* EXERCISE DIRECTIONS
Copy every one of the entries below word for word, leaving each line unchanged.

>> Begin LISTED RECORDS

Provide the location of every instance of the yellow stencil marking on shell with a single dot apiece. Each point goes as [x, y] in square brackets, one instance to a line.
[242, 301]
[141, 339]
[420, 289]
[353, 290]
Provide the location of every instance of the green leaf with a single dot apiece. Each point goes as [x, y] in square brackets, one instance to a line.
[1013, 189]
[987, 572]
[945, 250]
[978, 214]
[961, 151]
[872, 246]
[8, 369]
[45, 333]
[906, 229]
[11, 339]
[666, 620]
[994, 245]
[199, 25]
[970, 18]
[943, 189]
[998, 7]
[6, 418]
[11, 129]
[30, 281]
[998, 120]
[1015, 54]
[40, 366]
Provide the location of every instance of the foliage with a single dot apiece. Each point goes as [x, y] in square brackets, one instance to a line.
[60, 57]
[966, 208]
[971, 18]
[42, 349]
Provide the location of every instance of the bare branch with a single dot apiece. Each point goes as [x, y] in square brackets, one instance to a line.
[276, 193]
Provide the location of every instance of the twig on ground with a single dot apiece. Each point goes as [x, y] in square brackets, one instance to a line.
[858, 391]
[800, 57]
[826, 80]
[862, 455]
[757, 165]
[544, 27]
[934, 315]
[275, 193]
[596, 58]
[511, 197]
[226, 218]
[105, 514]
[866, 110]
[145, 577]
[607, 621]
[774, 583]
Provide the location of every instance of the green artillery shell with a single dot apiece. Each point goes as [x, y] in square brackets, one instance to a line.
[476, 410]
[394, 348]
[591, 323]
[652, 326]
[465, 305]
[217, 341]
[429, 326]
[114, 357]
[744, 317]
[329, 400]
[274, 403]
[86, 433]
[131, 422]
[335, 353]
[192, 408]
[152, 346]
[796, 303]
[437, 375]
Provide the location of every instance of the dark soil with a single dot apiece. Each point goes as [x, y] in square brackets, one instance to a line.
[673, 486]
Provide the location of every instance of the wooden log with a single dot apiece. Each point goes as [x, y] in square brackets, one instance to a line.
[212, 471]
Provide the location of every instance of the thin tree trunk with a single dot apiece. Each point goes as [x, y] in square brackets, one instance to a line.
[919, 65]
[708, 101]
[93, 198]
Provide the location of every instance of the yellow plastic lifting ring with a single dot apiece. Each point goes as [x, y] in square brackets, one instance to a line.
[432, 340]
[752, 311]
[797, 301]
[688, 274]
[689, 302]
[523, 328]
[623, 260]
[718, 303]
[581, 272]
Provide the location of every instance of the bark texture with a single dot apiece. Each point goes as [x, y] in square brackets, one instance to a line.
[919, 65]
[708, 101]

>> End LISTED RECORDS

* ANSWER TO THE EXERCISE
Provide the location of every instance of the yellow stencil marking on shell with a single dot apiece. Each point goes as [x, y] in square brackets, one instance to a line.
[242, 301]
[141, 339]
[420, 289]
[353, 290]
Provide the location of every instance of the green leaf with a single dot apiece. Each point goes as [x, y] in square brackets, one instance to a line.
[1013, 189]
[987, 572]
[945, 250]
[978, 214]
[961, 151]
[872, 246]
[8, 369]
[45, 333]
[906, 229]
[11, 339]
[666, 620]
[994, 245]
[199, 25]
[970, 18]
[943, 189]
[998, 7]
[6, 418]
[11, 129]
[30, 281]
[998, 120]
[1015, 54]
[40, 366]
Provide the location of every instance of the foliage with a single dot apiece. Each point goes as [x, y] in square brackets, one instance to a line.
[60, 57]
[966, 208]
[971, 18]
[42, 349]
Provide the location of every instance of the bare branch with a single dot apiece. Each point goes as [x, y] in square brackets, one instance to a line.
[276, 193]
Provide the location of every instance of the twig on ground with a single dot apiece. Each point goes as [x, y] in square brackets, one instance to a line.
[858, 391]
[800, 57]
[826, 80]
[862, 455]
[757, 165]
[544, 27]
[934, 315]
[275, 193]
[596, 58]
[511, 197]
[226, 218]
[105, 514]
[866, 110]
[145, 577]
[607, 621]
[774, 583]
Provide the location of every instance of the green artillery shell with a single dot apiece. Each point goes as [x, y] in square brackets, one instance to a line.
[476, 410]
[394, 348]
[591, 323]
[652, 326]
[465, 305]
[217, 341]
[429, 326]
[114, 357]
[744, 317]
[329, 400]
[274, 403]
[86, 433]
[131, 422]
[335, 353]
[192, 408]
[152, 346]
[796, 303]
[437, 375]
Provide the location of every instance of the dark soil with a single dot apiece. Each point goes as [x, y] in square brackets, one instance to a line.
[673, 486]
Provide the location of every instance of the wooden log with a single dot apiece. Each point goes as [x, y] in square brackets, one instance to a line.
[212, 471]
Provide the location of every instance of the thin tree trunk with a single dot apiece. Each point goes as [x, y] in square brackets, one instance to a line.
[919, 65]
[708, 101]
[93, 198]
Provide the location of every instance of the yellow plastic lifting ring with a single dot apiece. Each point goes as [x, y] in square brackets, one instance to a line.
[432, 340]
[752, 311]
[797, 301]
[688, 274]
[689, 302]
[523, 328]
[623, 260]
[718, 303]
[581, 272]
Provide the location of every instance of the bark texture with a single dot apiece. Each point goes as [x, y] in square brackets, one instance to a line.
[919, 65]
[708, 101]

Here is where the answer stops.